EXTRACT:
===============

Lying at the foot of the Republic of San Marino in Italy, the Rimini region has motorcycling in its genes. People come here from Bologna (with its famous Ducati factory) at the weekend to enjoy the vast beaches.
On the way, they pass the Imola race track before the Adriatic Sea opens out before them as they arrive in Rimini. The beaches here are private and divided up into numerous "bano" with decorated cabins, restaurants and bars, children's games and row upon row of sunloungers lined up as if on parade.
In summer the beaches are packed, so to escape the smell of suntan lotion, people take to the road. From Rimini, where you might pass the sublime stylists from Bimota, continue to Riccione and Cattolica. From there, you can hear the high pitch of engines accelerating on the Misano circuit in Santa Monica.
Treat yourself to a little detour via Pesaro, where you will also find the Benelli factory: take the Strada Panoramica Adriatica through the Parco Naturale del Monte San Bartolo - a far more attractive road than the expressway along the coast.
Leave the sea behind and set off on a pilgrimage to Tavullia, the birthplace of national legend Valentino Rossi.
A few years ago, Italian TV conducted a major survey. Over 90% of Italians had heard of Valentino Rossi: more than for any football player.
Motorcycling is so deeply rooted in Italians' genes that, when you enter Tavullia, it’s as if you are riding into a theme park dedicated to the famous number 46.

===============

MATERIAL SHOWN:
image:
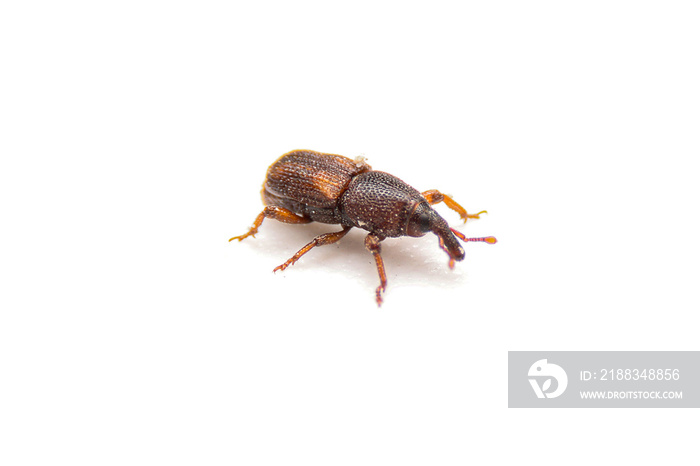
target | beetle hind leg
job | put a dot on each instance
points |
(372, 244)
(433, 196)
(321, 240)
(277, 213)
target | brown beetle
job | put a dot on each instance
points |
(304, 186)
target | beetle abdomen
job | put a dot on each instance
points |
(311, 179)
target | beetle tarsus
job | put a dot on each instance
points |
(321, 240)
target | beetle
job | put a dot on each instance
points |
(304, 186)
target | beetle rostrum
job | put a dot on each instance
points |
(304, 186)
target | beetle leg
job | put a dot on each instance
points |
(321, 240)
(278, 213)
(434, 196)
(372, 244)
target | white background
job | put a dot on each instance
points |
(135, 137)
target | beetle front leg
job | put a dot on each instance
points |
(433, 196)
(321, 240)
(278, 213)
(372, 244)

===============

Pick up the travel piece on motorcycling around Rimini again, writing on from its last sentence.

Banners and flags are everywhere, all the time, and the star's merchandise can be seen in every shop window. On race days, the village square backing onto the little church is awash with people following the event on the specially-installed giant screen, and no-one cares if the main street of the village is completely blocked off.
The little roads to Urbino and on to Urbania twist and turn from one bend to another. It is a typically Italian landscape and the dancing traffic has that easy-going Italian feel that puts a smile on your face.
Even so, keep an eye out for road hazards: a delivery tricycle that cuts in without warning, an uneven section of tarmac, or a paved village road that might be slippery. Equipped with the new MICHELIN Pilot Road 4, you'll have no trouble slowing down, accelerating or swerving to avoid the unexpected events that Italian roads sometimes throw your way.
And why not round off this Adriatic loop by paying tribute to a motor racing great? In his hometown of Coriano, the family of Marco Simoncelli, who died in October 2011, has devoted a museum to the young champion and his career as the renowned SIC58.
A fitting stop in one of the most motorcycle-oriented regions on the planet.